Exercise goal —
Recast the part that opens with the line containing "target: neck" and closes with the line containing "task: segment each instance of the neck" as a Markdown table with columns Row and Line. Give each nonblank line its own numbered row and skip blank lines.

┏━━

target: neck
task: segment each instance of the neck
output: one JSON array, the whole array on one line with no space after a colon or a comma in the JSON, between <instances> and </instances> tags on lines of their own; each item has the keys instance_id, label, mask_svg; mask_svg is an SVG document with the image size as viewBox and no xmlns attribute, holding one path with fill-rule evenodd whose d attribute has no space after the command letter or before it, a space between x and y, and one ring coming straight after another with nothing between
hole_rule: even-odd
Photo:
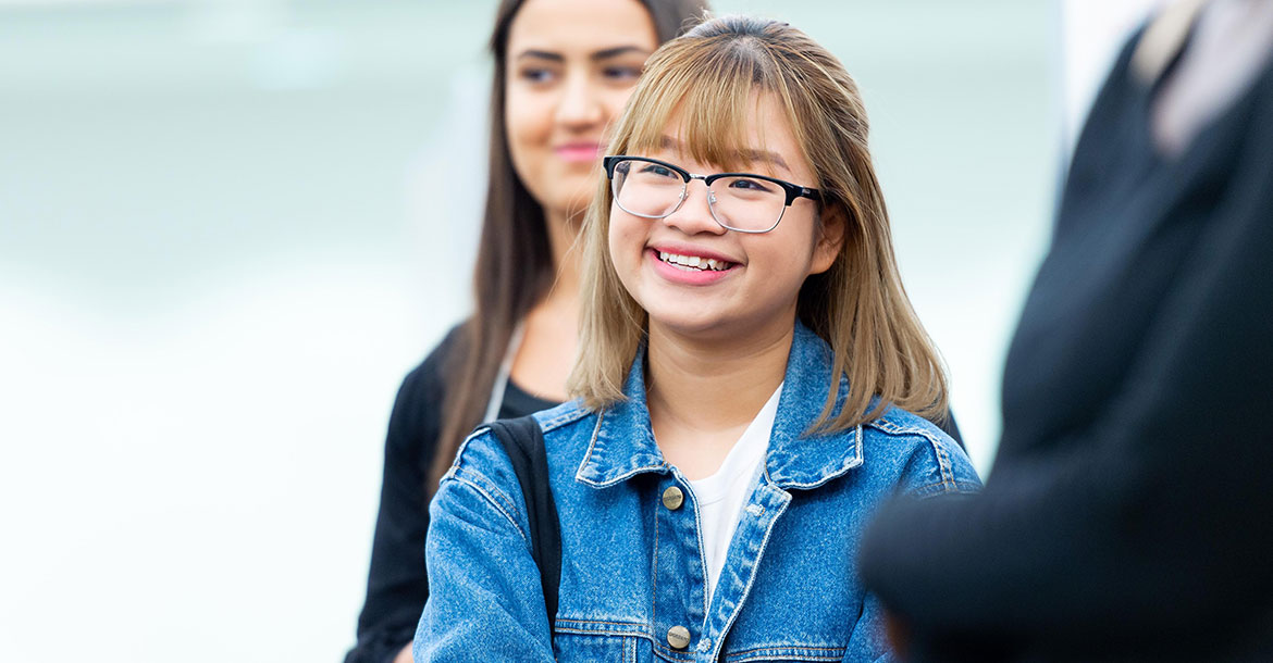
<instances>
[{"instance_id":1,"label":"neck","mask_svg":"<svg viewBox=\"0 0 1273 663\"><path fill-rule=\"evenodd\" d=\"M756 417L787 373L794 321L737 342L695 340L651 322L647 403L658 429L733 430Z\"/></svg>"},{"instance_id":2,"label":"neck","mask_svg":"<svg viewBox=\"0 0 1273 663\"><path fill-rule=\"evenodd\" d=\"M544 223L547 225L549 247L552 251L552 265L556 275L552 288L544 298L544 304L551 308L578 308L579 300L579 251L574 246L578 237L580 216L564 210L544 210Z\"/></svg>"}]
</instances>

┗━━
┏━━

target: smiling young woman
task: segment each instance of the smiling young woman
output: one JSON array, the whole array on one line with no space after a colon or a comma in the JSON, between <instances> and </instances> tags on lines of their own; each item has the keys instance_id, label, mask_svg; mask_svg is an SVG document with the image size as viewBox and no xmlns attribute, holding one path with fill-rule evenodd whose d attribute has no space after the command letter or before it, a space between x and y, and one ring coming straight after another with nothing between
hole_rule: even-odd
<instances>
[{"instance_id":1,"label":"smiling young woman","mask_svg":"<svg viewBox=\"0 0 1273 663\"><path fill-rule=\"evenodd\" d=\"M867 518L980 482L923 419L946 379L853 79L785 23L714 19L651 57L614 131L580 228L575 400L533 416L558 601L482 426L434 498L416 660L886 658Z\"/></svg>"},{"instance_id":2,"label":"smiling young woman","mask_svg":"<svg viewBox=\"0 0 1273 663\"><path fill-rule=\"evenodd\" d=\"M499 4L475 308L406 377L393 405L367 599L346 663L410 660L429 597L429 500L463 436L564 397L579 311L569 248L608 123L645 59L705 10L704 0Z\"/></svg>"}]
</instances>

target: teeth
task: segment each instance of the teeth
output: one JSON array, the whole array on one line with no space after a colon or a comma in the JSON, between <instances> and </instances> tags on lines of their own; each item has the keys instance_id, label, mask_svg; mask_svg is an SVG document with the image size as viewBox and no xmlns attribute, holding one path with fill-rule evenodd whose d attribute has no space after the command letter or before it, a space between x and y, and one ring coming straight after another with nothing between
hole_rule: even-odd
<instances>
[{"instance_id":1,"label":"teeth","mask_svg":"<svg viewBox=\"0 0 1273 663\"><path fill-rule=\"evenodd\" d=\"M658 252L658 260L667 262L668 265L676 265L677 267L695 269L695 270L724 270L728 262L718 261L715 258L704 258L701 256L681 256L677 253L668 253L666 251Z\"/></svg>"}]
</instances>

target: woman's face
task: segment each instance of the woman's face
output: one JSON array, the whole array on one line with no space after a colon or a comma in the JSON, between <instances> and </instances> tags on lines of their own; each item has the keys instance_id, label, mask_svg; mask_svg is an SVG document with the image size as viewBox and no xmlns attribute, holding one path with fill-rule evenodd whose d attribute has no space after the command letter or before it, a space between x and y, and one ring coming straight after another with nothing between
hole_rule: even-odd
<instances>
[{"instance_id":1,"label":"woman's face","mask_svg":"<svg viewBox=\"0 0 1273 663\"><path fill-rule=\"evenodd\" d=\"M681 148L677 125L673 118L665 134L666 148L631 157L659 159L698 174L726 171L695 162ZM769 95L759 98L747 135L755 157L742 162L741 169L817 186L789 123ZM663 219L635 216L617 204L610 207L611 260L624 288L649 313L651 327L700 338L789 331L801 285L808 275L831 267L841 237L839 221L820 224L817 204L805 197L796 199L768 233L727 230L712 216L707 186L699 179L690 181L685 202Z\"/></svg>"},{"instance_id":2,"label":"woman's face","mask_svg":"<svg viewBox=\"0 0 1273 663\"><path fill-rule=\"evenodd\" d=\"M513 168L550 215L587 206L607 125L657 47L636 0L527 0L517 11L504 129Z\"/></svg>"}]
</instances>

┗━━

Expected output —
| Row | Line |
|---|---|
| 1 | target: neck |
| 2 | task: segment each instance of the neck |